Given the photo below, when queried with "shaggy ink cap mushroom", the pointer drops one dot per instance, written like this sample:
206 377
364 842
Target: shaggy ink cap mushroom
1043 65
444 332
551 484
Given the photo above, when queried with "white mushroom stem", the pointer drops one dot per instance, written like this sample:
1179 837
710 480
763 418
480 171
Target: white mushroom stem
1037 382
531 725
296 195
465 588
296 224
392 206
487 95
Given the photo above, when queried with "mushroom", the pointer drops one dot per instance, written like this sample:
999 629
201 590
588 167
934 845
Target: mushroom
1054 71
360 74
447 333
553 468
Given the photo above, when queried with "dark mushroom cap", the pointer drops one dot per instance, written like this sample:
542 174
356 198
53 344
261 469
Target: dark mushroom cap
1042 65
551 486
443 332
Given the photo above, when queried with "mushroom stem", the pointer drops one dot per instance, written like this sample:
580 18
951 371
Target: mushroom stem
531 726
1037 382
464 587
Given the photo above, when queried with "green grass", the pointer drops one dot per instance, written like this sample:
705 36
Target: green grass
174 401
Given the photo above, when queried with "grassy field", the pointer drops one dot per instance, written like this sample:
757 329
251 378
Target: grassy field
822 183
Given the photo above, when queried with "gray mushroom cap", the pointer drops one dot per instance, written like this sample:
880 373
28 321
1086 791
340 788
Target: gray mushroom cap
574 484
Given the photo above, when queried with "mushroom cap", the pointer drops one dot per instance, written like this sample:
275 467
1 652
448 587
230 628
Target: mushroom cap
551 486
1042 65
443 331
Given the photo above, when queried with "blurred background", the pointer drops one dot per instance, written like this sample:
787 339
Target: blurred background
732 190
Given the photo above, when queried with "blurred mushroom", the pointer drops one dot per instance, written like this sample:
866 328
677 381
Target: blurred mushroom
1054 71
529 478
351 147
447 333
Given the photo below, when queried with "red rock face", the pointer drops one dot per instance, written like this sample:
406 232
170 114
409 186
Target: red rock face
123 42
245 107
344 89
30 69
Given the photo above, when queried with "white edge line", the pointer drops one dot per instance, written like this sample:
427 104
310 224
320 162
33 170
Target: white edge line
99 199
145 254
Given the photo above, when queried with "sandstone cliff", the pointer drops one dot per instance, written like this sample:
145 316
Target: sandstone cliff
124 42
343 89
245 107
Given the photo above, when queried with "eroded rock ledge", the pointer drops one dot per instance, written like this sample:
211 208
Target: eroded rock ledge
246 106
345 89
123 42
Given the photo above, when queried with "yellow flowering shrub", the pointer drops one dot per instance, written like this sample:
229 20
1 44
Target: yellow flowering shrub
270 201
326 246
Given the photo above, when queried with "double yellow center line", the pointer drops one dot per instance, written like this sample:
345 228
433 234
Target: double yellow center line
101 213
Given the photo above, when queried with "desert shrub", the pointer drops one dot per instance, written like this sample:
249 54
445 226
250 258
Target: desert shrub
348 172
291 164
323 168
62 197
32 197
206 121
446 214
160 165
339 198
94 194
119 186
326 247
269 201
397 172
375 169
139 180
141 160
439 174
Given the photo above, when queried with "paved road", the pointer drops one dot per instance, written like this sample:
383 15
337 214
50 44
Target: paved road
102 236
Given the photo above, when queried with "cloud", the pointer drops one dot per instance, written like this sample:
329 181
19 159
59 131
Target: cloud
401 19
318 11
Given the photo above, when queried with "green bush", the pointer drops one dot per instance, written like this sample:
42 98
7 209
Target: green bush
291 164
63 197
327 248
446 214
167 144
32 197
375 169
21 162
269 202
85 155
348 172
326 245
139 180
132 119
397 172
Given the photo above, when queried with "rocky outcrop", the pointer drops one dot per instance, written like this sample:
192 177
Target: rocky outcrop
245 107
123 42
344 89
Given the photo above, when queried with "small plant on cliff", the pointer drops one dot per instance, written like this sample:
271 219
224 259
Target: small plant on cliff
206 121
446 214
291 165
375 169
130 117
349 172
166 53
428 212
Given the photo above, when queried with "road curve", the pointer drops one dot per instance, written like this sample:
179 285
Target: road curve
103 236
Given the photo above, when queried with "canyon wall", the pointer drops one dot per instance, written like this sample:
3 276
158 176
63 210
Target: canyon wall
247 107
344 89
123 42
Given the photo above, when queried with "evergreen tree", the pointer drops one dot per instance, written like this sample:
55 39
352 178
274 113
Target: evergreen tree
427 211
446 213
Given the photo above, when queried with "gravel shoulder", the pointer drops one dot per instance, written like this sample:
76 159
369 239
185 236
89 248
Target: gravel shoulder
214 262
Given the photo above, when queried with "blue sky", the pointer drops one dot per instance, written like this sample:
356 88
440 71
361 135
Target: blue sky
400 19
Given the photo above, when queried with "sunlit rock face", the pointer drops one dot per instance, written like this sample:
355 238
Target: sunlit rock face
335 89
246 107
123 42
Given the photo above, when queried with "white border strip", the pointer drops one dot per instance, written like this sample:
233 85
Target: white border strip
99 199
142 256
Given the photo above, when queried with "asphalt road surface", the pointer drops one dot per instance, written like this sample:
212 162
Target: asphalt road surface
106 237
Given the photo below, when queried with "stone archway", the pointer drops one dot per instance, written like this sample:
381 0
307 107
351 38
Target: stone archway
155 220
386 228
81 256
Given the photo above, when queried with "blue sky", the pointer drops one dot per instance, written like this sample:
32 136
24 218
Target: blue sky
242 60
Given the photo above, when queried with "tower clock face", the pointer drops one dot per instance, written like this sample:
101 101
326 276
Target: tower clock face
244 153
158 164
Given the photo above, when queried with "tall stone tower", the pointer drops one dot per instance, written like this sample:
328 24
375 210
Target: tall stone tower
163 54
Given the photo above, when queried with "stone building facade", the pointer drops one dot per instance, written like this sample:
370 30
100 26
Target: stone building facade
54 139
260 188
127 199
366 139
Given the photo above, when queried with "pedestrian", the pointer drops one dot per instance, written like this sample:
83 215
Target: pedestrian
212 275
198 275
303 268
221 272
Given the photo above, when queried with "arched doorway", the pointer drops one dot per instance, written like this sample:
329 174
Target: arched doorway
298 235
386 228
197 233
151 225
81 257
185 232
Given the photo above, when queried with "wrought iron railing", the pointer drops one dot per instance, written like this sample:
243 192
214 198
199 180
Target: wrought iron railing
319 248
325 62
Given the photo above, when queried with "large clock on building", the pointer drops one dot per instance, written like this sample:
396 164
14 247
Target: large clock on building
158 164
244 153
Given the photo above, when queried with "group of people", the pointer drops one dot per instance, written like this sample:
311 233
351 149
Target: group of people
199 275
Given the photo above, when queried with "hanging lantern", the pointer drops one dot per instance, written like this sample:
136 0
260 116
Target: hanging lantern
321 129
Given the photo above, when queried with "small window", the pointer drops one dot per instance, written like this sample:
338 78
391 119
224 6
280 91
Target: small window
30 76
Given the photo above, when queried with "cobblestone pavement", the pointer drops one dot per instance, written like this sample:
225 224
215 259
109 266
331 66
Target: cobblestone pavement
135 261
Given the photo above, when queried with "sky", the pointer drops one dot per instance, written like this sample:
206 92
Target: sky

+ + +

EXERCISE REQUIREMENTS: Set down each entry again, unchanged.

RESPONSE FOR THIS EXERCISE:
Given the photo below, when queried with "shaggy ink cap mushroom", the pointer drops one dot per instance, written like this sample:
206 377
364 842
Target: shaggy ink cap mushroom
1043 65
444 332
551 484
Given the photo above, when queried with "white mushroom stem", the pointer drops one dot per instance, written like this sample:
1179 837
710 480
763 418
480 171
Target: white mushroom stem
1037 382
531 725
296 195
465 588
296 224
392 206
487 95
Given the photo above, when queried with "mushroom", the pointer drops one dot per instance, written like this sample:
999 629
201 590
588 167
934 845
Target: mushroom
1054 71
360 74
447 333
553 468
Given the photo above, when queried with "dark mushroom cap", the pointer drops one dot per instance, written like this sample:
542 174
356 198
53 344
261 469
Target: dark mushroom cap
1042 65
551 486
443 332
Given the photo above, when queried with "mushroom stem", the pointer drops one dot per instance, written like this sample:
580 18
951 371
Target: mushroom stem
531 726
1037 382
464 587
Given the photo above, when queried with "green grass", the pointer drops one dot per instance, written like this sample:
705 36
Target: green grass
174 401
Given the photo above, when queried with "grassy field", the pointer drops one dot per instance, written like this sample:
757 329
251 378
Target: grassy field
822 183
Given the photo above, when queried with "gray mushroom cap", the pointer drops one dot per instance, written like this sample:
880 373
28 321
1086 791
340 788
Target: gray mushroom cap
574 484
Given the photo above, when queried with "mushroom cap", the pointer drops one dot per instance, written like this sample:
275 467
1 652
448 587
230 628
Target: mushroom cap
551 486
1042 65
443 331
Given the photo above, when queried with "blurred background", the pointer drops one dot per instance, written like this sample:
787 339
Target: blurred background
732 190
Given the photo above, when queried with "blurred mushroom", the pointer drops one dot per instance, written like this sample:
866 328
677 381
Target: blurred mushroom
1054 71
529 478
351 147
447 333
Given the photo below, when queried with "red rock face", the pointer drops one dot per instance, written like this sample:
406 232
170 114
409 186
Target: red rock face
123 42
245 107
344 89
30 69
Given the photo above, when queried with "white edge line", the pointer drops one dot per instance, written like this sample:
427 104
310 224
320 162
33 170
Target: white edge line
99 199
145 254
Given the photo above, when queried with "sandstone cliff", the pointer drops one dot per instance, written like this sample:
145 316
Target: sandstone cliff
124 42
343 89
245 107
Given the photo above, when queried with "eroded rock ledge", the pointer drops one dot per instance, written like this sample:
211 208
Target: eroded rock ledge
246 106
345 89
123 42
Given the photo above, when queried with "yellow flowering shrub", the pointer drops one dot per instance, written like this sample:
229 20
1 44
Target: yellow flowering shrub
270 201
326 246
Given the photo above, when queried with "double yellow center line", the pointer drops one dot per instance, written like this sample:
345 228
433 234
Target: double yellow center line
101 213
Given the photo above, when queried with "desert shrub", the pointer drops one dot per instance, written like this sample:
249 54
445 226
250 258
Target: desert shrub
348 172
291 164
323 168
62 197
32 197
206 121
446 214
160 165
339 198
94 194
119 186
326 247
269 201
397 172
375 169
139 180
141 160
439 174
Given the photo above, when queried with "paved road", the pointer drops one dot per instance, written like this sample:
383 15
337 214
50 44
Target: paved road
102 236
Given the photo above, when queried with "cloud", the pointer drops one dot per instance, written like this sample:
329 181
19 159
59 131
Target: cloud
401 19
318 11
Given the photo above, when queried with "green bush", the pointer drops one dot per instance, written like this sample:
42 98
7 209
Target: green bush
291 164
63 197
327 248
446 214
167 144
32 197
375 169
21 162
269 202
85 155
348 172
326 245
139 180
132 119
397 172
Given the photo above, when queried with "rocky outcrop", the pointer drops one dot per instance, written like this sample:
192 177
Target: rocky outcrop
245 107
123 42
344 89
Given the photo above, when queried with "small plant on cliff", the pointer drops one dot per instance, written like this sample:
271 219
224 259
Target: small plant on cliff
206 121
446 214
291 165
375 169
130 117
349 172
166 53
428 212
Given the photo above, when queried with "road curve", the pointer drops one dot per instance, written like this sample:
179 285
Target: road curve
103 236
Given the photo above, when queried with "canyon wall", the pointer drops one dot per instance, written like this sample:
3 276
158 176
63 210
Target: canyon wall
247 107
344 89
123 42
Given the photo above, when queried with "evergreen tree", the pointer drops one dot per instance, written like this sample:
55 39
352 178
274 113
Target: evergreen tree
427 211
446 213
Given the photo above, when queried with "gravel shoulder", the pointer drops one dot per instance, written like this sample:
76 159
369 239
185 236
89 248
Target: gravel shoulder
214 262
Given the photo above, when queried with "blue sky", the pointer drops one dot per instance, written like this sample:
356 88
440 71
361 135
Target: blue sky
400 19
Given the photo above, when queried with "sunlit rock face", the pointer drops one dot per instance, written like this sample:
355 238
Target: sunlit rock face
335 89
246 107
123 42
Given the photo above, when queried with "white border strip", the pointer drops one dot per instance, written like this sample:
233 85
Target: white border strip
99 199
142 256
Given the photo above, when queried with "asphalt road surface", the pointer drops one dot per instance, written like this sample:
212 162
Target: asphalt road surface
106 237
Given the photo below, when queried with "stone archway", the pointer drops one dot per instance, written like this sample:
381 0
307 107
351 38
Target: stone archway
155 220
386 228
81 256
Given the photo above, when queried with "blue sky", the pointer drops one dot per instance, written like this sample:
32 136
24 218
Target: blue sky
242 60
Given the photo above, when queried with "tower clock face", the pointer drops one dot per instance, written like this sample:
101 101
326 276
Target: tower clock face
244 153
158 164
Given the photo above, when queried with "tall stone tower", the pointer drops one dot per instance, written like this sample:
328 24
375 210
Target: tall stone tower
163 54
Given the photo above, when queried with "stone building facade", the pointer drops one dot per instance, written like this sample:
370 30
100 26
Target: stone building facade
54 139
260 188
127 199
366 139
Given the photo above, when queried with "pedestrian", the pointer drops one dot per instance, written like this sample:
83 215
Target: pedestrian
212 275
198 275
303 268
221 272
Given the photo above, when queried with "arched doorway", the pointer drops one dot per instance, written like this sample:
329 174
Target: arched doorway
298 235
386 228
197 233
151 225
81 257
185 232
Given the photo above, when queried with "wrought iron railing", the pointer drops one dot per instance, written like this sample:
243 192
214 198
199 180
Target: wrought iron railing
319 248
325 62
Given the photo above, when queried with "large clock on building", the pointer drops one dot per instance, written like this sample:
396 164
14 247
Target: large clock on building
158 164
244 153
Given the photo above, when queried with "group of people", the pointer drops one dot per instance, written like this sample:
311 233
351 149
Target: group of people
199 275
Given the photo above, when queried with "hanging lantern", the pointer drops one dot per instance, written like this sample:
136 0
260 116
Target: hanging lantern
321 129
Given the photo above, when queried with "small window", the pointer drops one dot per instance, written like this sample:
338 78
391 119
224 6
280 91
Target: small window
30 76
Given the photo above, when queried with "cobblestone pavement", the pointer drops one dot per instance, written like this sample:
225 224
215 259
109 266
331 66
Target: cobblestone pavement
135 261
Given the photo above, when queried with "sky", the pointer drops one dot per instance, written like this sample:
206 92
Target: sky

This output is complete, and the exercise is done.